### Exercise directions:
An exact copy of the whole listing is required.

### Material to process:

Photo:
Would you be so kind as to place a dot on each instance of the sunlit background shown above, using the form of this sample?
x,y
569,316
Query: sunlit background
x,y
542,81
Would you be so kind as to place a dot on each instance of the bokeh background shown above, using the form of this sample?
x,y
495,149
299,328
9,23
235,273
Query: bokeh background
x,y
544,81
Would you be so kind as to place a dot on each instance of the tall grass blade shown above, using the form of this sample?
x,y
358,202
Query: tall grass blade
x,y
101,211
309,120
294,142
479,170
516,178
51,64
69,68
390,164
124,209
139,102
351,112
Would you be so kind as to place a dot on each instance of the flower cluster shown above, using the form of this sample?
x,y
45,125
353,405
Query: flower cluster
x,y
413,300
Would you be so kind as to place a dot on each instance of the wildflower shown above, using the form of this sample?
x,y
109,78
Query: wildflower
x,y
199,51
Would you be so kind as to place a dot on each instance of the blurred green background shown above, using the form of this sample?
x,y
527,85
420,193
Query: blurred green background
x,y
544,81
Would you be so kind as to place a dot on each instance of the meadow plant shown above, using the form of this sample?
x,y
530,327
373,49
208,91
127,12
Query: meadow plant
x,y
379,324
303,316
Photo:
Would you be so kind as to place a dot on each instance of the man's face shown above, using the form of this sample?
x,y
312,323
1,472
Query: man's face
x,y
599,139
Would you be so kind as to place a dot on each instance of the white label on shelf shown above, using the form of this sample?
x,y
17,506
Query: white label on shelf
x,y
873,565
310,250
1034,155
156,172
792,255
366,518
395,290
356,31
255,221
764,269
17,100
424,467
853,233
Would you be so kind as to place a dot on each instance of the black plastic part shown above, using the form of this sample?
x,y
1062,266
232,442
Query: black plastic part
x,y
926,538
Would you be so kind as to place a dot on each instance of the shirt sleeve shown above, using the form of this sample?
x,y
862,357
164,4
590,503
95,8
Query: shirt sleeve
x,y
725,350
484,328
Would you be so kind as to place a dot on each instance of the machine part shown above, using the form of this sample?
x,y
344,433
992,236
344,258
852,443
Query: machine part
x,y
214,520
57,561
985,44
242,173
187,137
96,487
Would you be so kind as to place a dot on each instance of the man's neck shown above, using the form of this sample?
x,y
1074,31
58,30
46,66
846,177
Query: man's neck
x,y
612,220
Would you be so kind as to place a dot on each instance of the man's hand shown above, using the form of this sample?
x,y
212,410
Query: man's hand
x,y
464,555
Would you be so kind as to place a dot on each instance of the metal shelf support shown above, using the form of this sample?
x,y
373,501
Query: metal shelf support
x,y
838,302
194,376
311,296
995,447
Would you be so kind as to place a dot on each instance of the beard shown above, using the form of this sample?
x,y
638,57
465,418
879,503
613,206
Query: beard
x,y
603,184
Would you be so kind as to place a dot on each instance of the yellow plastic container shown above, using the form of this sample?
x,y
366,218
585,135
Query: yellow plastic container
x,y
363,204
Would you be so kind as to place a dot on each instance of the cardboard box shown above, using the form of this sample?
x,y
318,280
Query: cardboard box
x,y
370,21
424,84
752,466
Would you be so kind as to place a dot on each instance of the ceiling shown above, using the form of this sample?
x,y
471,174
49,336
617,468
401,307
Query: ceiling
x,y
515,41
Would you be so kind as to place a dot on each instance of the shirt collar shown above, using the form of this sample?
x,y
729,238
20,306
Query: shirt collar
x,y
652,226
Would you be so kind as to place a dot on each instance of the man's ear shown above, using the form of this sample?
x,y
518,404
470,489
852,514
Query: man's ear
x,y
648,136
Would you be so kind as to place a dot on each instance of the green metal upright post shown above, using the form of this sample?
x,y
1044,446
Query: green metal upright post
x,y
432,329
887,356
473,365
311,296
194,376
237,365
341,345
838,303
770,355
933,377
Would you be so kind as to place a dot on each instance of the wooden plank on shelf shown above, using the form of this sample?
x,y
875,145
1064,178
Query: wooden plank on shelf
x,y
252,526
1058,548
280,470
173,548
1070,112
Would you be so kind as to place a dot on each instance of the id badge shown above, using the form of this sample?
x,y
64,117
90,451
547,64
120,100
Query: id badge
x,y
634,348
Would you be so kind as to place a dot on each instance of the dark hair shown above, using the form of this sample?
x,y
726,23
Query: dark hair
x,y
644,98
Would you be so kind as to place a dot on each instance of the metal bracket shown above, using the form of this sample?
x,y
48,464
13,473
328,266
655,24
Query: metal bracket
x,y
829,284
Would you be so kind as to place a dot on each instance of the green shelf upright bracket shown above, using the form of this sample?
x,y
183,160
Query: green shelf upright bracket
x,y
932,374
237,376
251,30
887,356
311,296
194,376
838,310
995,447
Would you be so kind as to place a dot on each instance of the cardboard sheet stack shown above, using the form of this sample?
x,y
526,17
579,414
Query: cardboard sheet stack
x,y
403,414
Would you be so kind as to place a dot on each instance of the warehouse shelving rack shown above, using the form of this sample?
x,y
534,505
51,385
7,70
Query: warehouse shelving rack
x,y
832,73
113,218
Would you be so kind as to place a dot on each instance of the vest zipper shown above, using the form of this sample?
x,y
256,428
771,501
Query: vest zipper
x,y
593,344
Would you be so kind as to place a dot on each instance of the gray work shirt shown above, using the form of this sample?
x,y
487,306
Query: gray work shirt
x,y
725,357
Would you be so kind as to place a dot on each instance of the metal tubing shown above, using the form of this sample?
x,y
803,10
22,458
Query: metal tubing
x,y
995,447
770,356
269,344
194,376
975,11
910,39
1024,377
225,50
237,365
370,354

### Reply to the task:
Photo:
Would you be so kind as to place a dot on each instance of the sunlit background shown above, using the form of this sample?
x,y
569,316
Query: sunlit background
x,y
542,81
Would you be so kind as to place a dot on each instance of the bokeh background shown above, using the form of this sample?
x,y
495,149
299,328
9,23
235,273
Query: bokeh background
x,y
544,81
Would you be so kind as to place a dot on each instance of the tall grass blade shown above, using the form of this sample?
x,y
358,202
Query: tall grass blade
x,y
101,211
309,120
294,142
479,170
516,178
51,64
69,68
390,164
124,209
139,102
351,112
Would you be so kind as to place a dot on each instance of the flower cluster shown above, using the form of this sample?
x,y
45,125
353,405
Query: flower cluster
x,y
413,300
Would you be so kind as to place a dot on each instance of the wildflower shown above, using the form of this sample?
x,y
109,78
Query: wildflower
x,y
199,51
Would you be so kind as to place a dot on each instance of the blurred green background shown above, using the form of this sample?
x,y
527,85
420,193
Query: blurred green background
x,y
544,81
Would you be so kind as to place a dot on each instance of the meadow plant shown above, using the form of this sample?
x,y
530,327
373,49
208,91
127,12
Query: meadow plant
x,y
379,324
303,316
Photo:
Would you be so kind as to place a dot on each instance of the man's face shown above, using the form of this sample?
x,y
312,323
1,472
Query: man's face
x,y
599,139
Would you be so kind as to place a dot on each instance of the white label on shelf shown above, using the form of this sample?
x,y
17,506
Query: white label on shelf
x,y
873,565
310,250
1034,155
156,172
792,255
366,518
395,290
356,31
255,221
764,269
17,100
424,467
853,233
Would you be so kind as to place a dot on each instance of the black plastic part shown above, using the form of this sample?
x,y
1062,266
232,442
Query: black plastic part
x,y
926,538
Would you be so kind as to place a dot on each instance of the shirt sleeve shown above, using the form of this sample?
x,y
862,357
164,4
590,503
95,8
Query: shirt sleeve
x,y
725,350
484,328
Would you be so kind as to place a dot on each instance of the machine part shown above, using the form of this sample?
x,y
344,433
992,236
344,258
852,443
Query: machine part
x,y
214,520
57,561
985,44
242,173
187,137
96,487
Would you be so kind as to place a dot on each instance of the man's neck shown above, using the form of this sample?
x,y
1074,31
58,30
46,66
846,177
Query: man's neck
x,y
612,220
Would you be so kind as to place a dot on each instance of the man's hand shown above, using the form of this sample?
x,y
212,410
Query: man's hand
x,y
464,555
Would you be so kind as to place a dot on each instance of the metal shelf support shown above, using the form of this sample?
x,y
373,501
Query: metal shelf support
x,y
838,302
194,376
311,296
995,447
Would you be so kind as to place a dot on each instance of the beard shown above, using the form of this sample?
x,y
638,57
465,418
879,503
613,206
Query: beard
x,y
603,184
Would you be so kind as to place a dot on each instance of the yellow plastic container shown above, using the form of this sample?
x,y
366,218
585,135
Query: yellow plastic container
x,y
363,204
Would you be so kind as to place a dot on each instance of the cardboard box shown above, using the form of this sample?
x,y
318,280
Query: cardboard box
x,y
370,21
424,84
752,466
Would you be so kind as to place a dot on each instance of the ceiling shown above, using the form of this sample?
x,y
471,174
49,336
617,468
401,307
Query: ceiling
x,y
515,41
Would you be so kind as to place a dot on each instance of the shirt collar shown above, using the form of this sample?
x,y
729,238
20,306
Query: shirt collar
x,y
652,226
Would you be so kind as to place a dot on each instance of the man's ear shown above, using the form of this sample?
x,y
518,404
470,489
852,514
Query: man's ear
x,y
648,136
Would you be so kind as to place a dot on each instance of the green metal upright post shown above, using the form of this sample?
x,y
1044,446
Query: green metal upright post
x,y
432,329
887,356
473,365
311,296
194,376
237,365
341,345
838,303
770,355
933,377
Would you be so kind as to place a dot on each instance of the wooden plank on shelf shown above, using the form of this sample?
x,y
875,145
1064,178
Query: wooden plank on shelf
x,y
252,526
1058,548
280,470
173,548
1070,112
Would you be so kind as to place a dot on each instance of the id badge shown above, using the form of this sample?
x,y
64,117
90,451
547,64
120,100
Query: id badge
x,y
634,348
Would you be so kind as to place a dot on each instance of the dark hair shown above, using the form of this sample?
x,y
726,23
Query: dark hair
x,y
644,98
Would you be so kind as to place a dot on each instance of the metal bracket shown above, using the form of this sample?
x,y
48,464
13,473
328,266
655,24
Query: metal bracket
x,y
829,284
Would you be so kind as to place a dot on each instance of the green shelf upright bracket shown above, using the form of this sample?
x,y
183,160
Query: green shelf upright bracket
x,y
932,374
237,376
251,30
887,356
311,296
194,376
838,310
995,447
Would you be so kind as to place a dot on each instance of the cardboard sheet stack shown above, using the form of this sample?
x,y
526,17
579,414
Query: cardboard sheet stack
x,y
403,414
Would you be so kind as to place a dot on each instance of the warehouse shelving rack shown above, using the form of this sample?
x,y
534,505
51,385
7,70
Query: warehouse shelving rack
x,y
832,73
113,218
Would you be so kind as to place a dot on each instance of the vest zipper shown above, using the form of this sample?
x,y
256,428
771,501
Query: vest zipper
x,y
593,344
Would you be so kind as to place a dot on each instance of the gray work shirt shown above, using the form of this sample?
x,y
487,306
Query: gray work shirt
x,y
725,357
Would you be so kind as to place a dot on each instance of the metal tubing shown above, using the form of this sample?
x,y
803,10
22,458
Query: metal tubing
x,y
995,447
770,356
269,344
194,376
975,11
910,39
1024,377
225,50
237,365
370,354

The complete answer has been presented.